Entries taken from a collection
====
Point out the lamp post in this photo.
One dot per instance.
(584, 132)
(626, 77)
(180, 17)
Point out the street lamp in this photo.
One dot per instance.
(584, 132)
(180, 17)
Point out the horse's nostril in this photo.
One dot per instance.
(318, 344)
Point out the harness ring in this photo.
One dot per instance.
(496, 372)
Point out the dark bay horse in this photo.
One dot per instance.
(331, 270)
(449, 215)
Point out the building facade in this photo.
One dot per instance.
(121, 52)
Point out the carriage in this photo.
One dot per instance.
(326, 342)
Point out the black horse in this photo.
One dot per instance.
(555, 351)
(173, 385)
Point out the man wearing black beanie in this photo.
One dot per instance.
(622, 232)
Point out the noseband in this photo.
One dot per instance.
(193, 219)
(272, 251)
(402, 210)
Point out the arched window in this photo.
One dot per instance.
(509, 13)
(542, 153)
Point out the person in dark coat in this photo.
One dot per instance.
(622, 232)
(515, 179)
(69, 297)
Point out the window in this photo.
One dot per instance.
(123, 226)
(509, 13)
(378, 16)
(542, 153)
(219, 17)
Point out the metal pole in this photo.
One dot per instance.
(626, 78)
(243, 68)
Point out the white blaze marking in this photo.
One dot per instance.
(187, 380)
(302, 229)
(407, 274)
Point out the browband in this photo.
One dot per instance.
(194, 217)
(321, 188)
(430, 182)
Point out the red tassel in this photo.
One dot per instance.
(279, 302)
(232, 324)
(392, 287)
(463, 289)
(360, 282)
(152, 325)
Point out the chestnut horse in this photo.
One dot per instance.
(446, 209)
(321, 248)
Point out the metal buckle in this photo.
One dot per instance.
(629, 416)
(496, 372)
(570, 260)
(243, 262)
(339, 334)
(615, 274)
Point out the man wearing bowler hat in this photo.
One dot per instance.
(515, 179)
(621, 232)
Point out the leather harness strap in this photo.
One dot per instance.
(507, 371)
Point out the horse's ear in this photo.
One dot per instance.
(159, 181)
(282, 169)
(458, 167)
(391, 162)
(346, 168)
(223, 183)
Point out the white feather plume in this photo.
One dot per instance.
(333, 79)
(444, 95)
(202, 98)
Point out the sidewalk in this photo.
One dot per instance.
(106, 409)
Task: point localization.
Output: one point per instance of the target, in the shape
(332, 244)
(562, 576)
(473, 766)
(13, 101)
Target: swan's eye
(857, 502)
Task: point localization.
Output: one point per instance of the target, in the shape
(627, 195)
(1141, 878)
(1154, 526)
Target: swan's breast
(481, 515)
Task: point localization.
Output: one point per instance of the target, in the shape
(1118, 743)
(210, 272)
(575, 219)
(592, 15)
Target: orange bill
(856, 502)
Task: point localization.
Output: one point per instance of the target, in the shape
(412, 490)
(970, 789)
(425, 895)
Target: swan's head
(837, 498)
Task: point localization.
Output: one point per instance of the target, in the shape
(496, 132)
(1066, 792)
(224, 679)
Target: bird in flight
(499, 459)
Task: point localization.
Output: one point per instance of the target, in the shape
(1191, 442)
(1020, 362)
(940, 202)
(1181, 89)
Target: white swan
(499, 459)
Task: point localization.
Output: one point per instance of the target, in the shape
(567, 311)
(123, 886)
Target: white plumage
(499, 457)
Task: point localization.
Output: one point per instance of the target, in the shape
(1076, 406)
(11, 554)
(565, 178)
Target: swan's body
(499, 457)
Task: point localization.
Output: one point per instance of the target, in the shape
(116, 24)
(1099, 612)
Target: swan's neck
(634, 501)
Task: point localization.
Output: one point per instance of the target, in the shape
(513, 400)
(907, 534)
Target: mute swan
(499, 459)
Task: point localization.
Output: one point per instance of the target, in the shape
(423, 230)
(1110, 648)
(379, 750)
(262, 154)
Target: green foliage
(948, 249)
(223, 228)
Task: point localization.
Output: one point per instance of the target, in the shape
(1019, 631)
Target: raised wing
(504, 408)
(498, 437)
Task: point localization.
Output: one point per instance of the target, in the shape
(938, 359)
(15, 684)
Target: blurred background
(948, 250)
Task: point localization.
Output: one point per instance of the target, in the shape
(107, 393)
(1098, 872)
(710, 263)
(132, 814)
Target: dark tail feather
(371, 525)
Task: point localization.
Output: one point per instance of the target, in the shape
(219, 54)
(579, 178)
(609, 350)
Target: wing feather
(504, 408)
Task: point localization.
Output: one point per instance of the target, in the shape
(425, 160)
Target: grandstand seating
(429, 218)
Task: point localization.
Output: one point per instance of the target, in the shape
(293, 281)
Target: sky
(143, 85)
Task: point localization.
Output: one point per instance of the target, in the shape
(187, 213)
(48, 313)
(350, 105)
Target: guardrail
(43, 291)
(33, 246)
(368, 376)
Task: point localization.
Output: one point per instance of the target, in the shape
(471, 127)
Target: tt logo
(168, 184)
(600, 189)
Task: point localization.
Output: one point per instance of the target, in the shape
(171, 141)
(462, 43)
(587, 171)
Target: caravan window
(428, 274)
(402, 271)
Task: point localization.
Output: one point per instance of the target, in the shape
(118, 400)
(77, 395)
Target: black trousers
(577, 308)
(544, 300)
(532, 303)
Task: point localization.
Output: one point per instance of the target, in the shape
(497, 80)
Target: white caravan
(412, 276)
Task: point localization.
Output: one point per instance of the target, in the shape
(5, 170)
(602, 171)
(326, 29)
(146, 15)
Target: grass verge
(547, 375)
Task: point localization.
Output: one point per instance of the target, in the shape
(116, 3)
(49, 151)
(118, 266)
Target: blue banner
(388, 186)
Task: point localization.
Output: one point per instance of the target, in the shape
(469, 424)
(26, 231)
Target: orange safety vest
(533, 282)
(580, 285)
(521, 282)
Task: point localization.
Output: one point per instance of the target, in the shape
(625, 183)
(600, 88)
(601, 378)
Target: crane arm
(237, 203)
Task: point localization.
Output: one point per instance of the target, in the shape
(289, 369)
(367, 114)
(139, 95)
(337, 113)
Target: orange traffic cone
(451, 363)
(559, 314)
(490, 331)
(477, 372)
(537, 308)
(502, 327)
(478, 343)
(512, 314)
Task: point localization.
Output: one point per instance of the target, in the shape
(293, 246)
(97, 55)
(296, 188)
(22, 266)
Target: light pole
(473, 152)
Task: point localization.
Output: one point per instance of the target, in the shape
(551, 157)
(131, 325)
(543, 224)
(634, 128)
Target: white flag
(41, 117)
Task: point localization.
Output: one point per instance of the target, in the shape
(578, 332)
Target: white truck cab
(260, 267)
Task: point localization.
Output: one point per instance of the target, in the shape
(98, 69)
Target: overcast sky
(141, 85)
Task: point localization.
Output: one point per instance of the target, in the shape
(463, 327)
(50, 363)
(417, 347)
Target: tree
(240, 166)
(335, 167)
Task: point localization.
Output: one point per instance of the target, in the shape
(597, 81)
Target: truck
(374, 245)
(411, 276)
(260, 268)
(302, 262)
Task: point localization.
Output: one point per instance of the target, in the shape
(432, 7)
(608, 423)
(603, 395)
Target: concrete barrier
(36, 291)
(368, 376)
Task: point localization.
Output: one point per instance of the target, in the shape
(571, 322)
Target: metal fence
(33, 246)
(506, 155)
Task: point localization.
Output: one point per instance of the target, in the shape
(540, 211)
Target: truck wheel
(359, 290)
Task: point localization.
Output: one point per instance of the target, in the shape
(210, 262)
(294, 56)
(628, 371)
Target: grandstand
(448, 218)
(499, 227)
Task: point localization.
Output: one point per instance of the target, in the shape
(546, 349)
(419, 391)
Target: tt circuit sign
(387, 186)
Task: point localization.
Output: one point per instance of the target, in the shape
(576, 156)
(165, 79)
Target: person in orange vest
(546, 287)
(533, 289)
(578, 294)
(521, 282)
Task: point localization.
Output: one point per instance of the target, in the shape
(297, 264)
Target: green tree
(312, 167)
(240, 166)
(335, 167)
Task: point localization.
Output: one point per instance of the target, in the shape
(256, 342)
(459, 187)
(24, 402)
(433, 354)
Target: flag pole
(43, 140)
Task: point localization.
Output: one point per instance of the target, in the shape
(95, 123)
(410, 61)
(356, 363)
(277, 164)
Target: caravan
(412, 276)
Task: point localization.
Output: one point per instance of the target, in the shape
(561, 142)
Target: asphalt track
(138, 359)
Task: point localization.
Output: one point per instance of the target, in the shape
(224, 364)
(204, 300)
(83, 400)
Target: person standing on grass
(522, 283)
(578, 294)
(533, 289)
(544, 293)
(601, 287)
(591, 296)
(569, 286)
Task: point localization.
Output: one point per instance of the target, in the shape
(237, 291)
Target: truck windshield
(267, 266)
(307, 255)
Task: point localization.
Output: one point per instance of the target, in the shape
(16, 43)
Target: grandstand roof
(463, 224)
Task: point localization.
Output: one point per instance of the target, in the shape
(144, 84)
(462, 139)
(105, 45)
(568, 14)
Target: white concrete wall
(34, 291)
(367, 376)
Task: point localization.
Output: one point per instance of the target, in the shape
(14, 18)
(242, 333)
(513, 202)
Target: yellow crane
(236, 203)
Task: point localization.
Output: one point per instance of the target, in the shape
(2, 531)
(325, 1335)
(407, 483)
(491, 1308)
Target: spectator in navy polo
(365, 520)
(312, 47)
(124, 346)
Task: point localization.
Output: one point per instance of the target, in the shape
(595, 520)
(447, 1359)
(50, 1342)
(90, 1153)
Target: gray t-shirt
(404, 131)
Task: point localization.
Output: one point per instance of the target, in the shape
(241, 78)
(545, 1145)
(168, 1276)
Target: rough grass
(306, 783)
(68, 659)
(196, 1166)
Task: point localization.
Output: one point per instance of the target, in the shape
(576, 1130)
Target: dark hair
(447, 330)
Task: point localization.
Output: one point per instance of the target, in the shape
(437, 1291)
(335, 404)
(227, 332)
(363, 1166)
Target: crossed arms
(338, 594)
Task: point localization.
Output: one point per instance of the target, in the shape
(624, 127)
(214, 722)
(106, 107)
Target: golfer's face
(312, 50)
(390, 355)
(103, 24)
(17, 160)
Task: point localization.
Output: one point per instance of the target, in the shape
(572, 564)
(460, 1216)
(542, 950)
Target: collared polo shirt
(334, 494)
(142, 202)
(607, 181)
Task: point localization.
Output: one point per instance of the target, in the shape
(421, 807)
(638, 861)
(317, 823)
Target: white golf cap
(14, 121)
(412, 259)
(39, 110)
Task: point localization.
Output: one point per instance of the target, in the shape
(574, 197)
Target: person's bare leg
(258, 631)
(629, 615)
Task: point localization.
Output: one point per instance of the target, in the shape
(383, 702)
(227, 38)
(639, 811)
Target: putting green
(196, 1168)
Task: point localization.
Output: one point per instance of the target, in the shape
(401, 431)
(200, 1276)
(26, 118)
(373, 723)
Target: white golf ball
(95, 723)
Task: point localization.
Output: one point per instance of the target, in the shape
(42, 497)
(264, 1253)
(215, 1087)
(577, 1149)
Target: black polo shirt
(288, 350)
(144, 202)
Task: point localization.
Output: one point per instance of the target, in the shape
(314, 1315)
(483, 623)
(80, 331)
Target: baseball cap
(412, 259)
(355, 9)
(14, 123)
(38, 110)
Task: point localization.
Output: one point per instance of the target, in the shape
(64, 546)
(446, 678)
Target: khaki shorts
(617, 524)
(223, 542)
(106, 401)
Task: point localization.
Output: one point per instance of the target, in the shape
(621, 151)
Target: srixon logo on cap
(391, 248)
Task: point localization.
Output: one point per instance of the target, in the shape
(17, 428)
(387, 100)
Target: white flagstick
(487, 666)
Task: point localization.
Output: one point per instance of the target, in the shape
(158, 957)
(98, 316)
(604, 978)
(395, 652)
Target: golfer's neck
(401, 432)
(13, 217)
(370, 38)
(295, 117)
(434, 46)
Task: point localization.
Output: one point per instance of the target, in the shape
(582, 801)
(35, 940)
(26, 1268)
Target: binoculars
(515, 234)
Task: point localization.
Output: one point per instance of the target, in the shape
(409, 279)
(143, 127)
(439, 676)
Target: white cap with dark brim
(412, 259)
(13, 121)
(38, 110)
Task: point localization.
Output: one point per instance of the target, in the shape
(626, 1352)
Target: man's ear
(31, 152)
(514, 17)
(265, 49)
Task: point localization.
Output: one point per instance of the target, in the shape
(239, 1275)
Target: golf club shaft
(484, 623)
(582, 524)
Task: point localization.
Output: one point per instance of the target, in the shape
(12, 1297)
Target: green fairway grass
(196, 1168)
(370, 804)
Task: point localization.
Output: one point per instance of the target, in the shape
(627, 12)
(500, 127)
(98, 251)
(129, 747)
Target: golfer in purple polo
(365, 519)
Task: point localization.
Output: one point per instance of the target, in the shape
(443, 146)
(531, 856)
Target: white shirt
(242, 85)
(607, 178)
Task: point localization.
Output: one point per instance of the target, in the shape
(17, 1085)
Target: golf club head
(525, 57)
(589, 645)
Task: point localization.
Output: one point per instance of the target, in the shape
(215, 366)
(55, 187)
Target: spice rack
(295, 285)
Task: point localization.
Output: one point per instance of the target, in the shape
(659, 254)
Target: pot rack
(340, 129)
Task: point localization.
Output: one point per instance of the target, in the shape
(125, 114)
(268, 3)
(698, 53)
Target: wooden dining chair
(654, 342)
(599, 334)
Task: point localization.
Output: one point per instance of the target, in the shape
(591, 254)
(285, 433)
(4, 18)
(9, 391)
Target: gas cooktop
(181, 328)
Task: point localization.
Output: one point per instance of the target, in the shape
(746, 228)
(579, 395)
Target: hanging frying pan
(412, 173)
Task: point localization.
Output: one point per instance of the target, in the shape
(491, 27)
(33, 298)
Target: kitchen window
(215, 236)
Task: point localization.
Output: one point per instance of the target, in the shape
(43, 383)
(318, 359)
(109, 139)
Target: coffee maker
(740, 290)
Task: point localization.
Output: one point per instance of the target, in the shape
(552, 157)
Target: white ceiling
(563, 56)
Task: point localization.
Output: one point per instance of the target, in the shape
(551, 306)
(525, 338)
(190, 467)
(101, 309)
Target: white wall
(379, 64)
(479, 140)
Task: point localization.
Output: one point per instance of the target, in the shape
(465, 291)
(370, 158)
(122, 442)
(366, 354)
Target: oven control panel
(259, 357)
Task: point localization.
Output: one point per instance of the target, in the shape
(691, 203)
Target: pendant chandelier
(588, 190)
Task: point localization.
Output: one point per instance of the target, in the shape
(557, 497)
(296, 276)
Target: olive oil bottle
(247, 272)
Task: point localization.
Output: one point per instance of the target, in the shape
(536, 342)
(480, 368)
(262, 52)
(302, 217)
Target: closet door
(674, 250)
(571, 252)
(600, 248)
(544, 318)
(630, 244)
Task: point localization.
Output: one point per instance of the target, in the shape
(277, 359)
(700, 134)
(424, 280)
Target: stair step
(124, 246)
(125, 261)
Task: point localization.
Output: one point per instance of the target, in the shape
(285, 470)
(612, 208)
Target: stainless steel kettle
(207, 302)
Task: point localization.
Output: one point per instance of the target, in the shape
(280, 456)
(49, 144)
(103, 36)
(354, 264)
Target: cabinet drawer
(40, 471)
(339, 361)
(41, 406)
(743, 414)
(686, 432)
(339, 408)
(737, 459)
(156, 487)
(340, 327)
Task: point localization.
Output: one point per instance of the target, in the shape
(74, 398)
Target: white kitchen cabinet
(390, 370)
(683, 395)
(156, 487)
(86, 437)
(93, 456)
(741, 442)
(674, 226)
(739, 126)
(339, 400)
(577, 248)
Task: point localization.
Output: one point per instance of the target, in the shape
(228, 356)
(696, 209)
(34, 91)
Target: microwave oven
====
Your answer should be one number: how many lines above contain "horse".

RESULT OF THIS EXERCISE
5